Selected text:
——
Early stage of proof of concept (PoC)

  • Setup and structure code bases that support an interactive ML experimentation process, as well as quick initial deployments
  • Develop and maintain toolsets and processes for ensuring the reproducibility of results
  • Code reviews with other technical team members at various stages of the PoC
  • Develop, extend, adopt a reliable, colab-like environment for ML

Late PoC

This is early to mid-stage of AI product development

  • Develop ETL pipelines. These can also be shared and/or owned by data engineers
  • Setup and maintain feature stores, databases, and data catalogs. Ensuring data veracity and lineage of on-demand pulls
  • Develop and support model health metrics

Post PoC

Responsibilities during production deployment

  • Develop and support A/B testing. Setup continuous integration and development (CI/CD) processes and pipelines for models
  • Develop and support continuous model monitoring
  • Define and publish service-level agreements (SLAs) for model serving. Such agreements include model latency, throughput, and reliability
  • L1/L2/L3 support for model debugging
  • Develop and support model serving environments
  • Model compression and distillation

We realize this list is broad and extensive. While the ideal candidate has some exposure to each of these topics, we also envision great candidates being experts at some subset. If either of those cases happens to be you, please apply.
——
Material shown:

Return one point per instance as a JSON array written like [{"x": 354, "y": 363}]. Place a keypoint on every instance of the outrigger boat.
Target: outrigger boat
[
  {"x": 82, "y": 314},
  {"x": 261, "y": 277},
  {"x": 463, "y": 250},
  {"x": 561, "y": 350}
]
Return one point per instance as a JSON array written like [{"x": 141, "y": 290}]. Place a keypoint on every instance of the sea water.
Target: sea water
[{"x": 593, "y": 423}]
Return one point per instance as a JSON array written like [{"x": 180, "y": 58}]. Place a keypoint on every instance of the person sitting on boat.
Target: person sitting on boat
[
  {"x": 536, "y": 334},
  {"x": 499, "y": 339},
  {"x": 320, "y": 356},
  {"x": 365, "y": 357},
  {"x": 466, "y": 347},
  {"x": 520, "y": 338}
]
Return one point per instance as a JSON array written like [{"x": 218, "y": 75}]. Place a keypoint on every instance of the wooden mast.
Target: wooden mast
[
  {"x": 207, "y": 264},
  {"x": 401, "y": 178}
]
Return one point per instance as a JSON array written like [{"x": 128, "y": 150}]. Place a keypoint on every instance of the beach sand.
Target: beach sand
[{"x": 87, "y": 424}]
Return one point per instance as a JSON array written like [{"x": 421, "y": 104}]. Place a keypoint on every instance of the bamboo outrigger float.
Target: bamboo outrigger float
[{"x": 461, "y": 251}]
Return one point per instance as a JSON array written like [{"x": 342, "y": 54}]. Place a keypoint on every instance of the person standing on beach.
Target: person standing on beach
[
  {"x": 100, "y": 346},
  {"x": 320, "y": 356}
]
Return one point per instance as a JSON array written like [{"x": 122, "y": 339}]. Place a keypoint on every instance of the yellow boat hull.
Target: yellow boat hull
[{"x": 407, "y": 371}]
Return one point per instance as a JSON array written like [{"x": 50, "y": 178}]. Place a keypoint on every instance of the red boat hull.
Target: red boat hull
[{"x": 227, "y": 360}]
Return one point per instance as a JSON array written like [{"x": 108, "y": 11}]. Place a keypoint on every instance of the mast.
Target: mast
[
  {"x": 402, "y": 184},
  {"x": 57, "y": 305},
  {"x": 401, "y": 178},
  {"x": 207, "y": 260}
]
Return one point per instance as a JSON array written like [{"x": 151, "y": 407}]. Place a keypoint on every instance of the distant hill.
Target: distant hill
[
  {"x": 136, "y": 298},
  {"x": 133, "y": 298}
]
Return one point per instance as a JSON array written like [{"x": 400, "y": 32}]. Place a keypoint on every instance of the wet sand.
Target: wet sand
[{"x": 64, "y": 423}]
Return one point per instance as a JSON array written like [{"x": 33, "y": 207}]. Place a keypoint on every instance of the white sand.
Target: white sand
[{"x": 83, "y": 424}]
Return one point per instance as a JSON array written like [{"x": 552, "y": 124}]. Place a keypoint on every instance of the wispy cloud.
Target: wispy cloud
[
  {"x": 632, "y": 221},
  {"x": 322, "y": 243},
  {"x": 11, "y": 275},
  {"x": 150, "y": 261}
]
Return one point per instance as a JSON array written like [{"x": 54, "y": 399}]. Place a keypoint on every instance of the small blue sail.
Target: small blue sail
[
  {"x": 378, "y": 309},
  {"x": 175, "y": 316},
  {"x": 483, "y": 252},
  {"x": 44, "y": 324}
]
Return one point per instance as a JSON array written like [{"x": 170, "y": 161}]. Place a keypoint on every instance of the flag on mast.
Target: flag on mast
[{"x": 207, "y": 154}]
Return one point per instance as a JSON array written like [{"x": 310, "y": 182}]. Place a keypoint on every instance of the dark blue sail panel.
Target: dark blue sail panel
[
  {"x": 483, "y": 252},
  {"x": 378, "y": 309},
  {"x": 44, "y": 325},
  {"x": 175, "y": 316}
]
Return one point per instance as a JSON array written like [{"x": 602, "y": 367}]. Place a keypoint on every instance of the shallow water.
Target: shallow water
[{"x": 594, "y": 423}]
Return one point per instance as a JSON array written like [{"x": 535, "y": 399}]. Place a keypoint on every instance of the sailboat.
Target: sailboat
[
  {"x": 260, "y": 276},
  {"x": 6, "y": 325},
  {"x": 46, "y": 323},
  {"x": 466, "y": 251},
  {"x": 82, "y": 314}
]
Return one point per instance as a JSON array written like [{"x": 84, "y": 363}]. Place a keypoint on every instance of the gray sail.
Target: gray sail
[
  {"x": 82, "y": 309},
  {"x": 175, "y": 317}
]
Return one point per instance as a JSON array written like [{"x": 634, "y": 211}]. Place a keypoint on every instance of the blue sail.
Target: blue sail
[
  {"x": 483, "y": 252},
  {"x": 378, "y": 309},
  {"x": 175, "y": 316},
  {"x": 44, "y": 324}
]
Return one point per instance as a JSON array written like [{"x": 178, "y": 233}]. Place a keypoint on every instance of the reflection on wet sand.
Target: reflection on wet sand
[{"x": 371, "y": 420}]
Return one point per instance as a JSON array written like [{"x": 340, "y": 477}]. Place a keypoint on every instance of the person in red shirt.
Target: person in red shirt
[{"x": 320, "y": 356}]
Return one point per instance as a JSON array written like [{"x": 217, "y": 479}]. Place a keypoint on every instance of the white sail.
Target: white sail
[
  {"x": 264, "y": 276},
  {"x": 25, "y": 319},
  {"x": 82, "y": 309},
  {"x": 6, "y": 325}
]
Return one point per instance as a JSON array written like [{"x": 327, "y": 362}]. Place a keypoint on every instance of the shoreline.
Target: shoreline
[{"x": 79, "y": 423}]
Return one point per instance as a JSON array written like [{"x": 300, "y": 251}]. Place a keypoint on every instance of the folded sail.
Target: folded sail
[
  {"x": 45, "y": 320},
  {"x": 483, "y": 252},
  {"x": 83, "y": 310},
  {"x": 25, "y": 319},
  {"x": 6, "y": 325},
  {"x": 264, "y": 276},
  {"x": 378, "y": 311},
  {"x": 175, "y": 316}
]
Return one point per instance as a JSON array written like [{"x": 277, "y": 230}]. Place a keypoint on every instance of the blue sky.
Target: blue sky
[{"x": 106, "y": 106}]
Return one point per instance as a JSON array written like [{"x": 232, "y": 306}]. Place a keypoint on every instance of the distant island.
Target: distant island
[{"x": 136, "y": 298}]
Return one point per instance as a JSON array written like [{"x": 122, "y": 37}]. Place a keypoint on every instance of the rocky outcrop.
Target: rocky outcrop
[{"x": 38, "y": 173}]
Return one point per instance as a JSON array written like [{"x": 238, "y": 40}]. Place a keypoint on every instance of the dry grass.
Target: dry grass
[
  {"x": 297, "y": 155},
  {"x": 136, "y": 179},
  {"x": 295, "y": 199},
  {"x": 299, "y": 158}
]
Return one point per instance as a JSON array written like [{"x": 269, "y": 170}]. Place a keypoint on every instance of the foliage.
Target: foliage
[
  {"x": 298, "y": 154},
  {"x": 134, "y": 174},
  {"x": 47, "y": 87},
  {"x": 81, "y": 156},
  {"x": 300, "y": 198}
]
——
Instructions:
[a] For the text on ML engineering responsibilities, decide whether each statement agrees with it, answering yes or no and quoting the deciding words: (i) code reviews take place at various stages of the PoC; (ii) ETL pipelines are owned only by ML staff and never by data engineers; (iii) model latency is one thing covered by service-level agreements for model serving.
[b] Give every stage heading in the text on ML engineering responsibilities.
[c] Extend the text on ML engineering responsibilities past its final sentence.
The rows have nothing to do with the text on ML engineering responsibilities.

Outputs for the tasks:
[a]
(i) Yes: "Code reviews with other technical team members at various stages of the PoC"
(ii) No: "These can also be shared and/or owned by data engineers"
(iii) Yes: "Such agreements include model latency, throughput, and reliability"

[b]
Early stage of proof of concept (PoC)
Late PoC
Post PoC

[c]
Master’s degree or above in a STEM field. Several years of experience getting their hands dirty applying their craft.


  • Expert level Python programmer
  • Hands-on experience with Python libraries
    • Popular neural network libraries
    • Popular data science libraries (Pandas, numpy)
  • Knowledge of systems-level programming. Under the hood knowledge of C or C++
  • Experience and knowledge of various tools that fit into the model building pipeline. There are several – you should be able to speak to the pluses and minuses of a variety of tools given some challenge within the ML development pipeline
  • Database concepts; SQL
  • Experience with cloud platforms is a plus

ML Scientist


As an ML Scientist at Wadhwani AI, you will be responsible for building robust machine learning solutions to problems of societal importance, usually under the guidance of senior ML scientists. You will participate in translating a problem in the social sector to a well-defined AI problem, in the development and execution of algorithms and solutions to the problem, in the successful and scaled deployment of the AI solution, and in defining appropriate metrics to evaluate the effectiveness of the deployed solution.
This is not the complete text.